Report each row below that contains the string "wall", copying every such line in full. Matching is case-sensitive.

* DATA SUPPLIED:
* * * * * * *
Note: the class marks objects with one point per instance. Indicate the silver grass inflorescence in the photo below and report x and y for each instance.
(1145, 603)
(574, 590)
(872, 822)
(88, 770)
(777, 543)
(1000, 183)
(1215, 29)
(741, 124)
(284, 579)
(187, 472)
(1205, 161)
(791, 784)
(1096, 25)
* * * * * * *
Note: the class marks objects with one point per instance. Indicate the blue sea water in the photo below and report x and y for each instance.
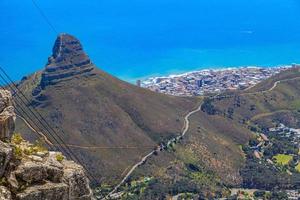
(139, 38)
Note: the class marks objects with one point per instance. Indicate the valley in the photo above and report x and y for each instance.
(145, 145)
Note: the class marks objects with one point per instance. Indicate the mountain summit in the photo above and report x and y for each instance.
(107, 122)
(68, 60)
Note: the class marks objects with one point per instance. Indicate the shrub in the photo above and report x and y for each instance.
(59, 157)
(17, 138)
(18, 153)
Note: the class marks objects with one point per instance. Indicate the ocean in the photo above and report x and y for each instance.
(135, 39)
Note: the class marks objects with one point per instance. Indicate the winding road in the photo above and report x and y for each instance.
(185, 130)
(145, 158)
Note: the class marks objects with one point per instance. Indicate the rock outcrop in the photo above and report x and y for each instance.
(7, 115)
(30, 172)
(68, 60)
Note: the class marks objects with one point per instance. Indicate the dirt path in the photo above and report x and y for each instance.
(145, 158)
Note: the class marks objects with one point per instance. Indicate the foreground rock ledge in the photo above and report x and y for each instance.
* * * * * * *
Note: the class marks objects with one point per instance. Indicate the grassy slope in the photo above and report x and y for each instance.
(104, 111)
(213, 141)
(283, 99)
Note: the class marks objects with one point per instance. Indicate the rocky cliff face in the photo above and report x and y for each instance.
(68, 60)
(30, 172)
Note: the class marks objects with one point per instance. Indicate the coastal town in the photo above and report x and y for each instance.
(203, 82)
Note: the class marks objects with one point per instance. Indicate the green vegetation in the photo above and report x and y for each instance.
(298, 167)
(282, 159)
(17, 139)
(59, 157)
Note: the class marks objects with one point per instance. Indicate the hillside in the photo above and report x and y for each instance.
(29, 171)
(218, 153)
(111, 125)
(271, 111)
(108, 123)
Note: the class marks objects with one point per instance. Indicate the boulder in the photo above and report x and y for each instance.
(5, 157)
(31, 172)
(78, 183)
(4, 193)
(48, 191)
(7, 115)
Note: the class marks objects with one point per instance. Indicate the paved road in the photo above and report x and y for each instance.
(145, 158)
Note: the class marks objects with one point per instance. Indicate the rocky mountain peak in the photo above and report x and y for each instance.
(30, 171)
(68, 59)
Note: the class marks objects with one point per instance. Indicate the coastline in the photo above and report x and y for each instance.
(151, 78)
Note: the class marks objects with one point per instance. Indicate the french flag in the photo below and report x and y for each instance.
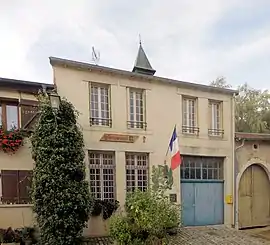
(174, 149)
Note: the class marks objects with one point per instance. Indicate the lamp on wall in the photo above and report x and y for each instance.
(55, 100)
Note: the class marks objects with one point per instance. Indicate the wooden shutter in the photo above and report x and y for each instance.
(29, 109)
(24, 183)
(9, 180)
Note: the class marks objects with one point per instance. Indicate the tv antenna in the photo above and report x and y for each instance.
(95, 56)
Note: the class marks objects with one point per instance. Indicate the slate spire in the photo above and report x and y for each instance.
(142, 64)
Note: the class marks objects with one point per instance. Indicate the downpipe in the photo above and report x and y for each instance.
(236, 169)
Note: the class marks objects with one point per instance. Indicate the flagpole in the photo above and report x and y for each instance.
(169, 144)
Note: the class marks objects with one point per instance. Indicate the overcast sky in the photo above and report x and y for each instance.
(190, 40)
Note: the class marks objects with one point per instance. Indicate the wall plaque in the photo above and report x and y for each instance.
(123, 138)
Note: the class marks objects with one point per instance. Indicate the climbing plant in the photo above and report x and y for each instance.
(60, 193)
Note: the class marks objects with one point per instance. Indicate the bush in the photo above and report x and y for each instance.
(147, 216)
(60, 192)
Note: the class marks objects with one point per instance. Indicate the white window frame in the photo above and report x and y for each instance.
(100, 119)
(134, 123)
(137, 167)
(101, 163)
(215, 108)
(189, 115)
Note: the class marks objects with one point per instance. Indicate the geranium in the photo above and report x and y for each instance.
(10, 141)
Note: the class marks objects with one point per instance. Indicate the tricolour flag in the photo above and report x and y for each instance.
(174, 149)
* * * * * * *
* CORRECT ANSWER:
Note: the class marks objects with one point per instance. Indicate the lamp on wall in the photo above and report x and y for each instance.
Note: the class marks objects with one point per instance. Indicate the wall plaque in the photo above and report x and y for each instance.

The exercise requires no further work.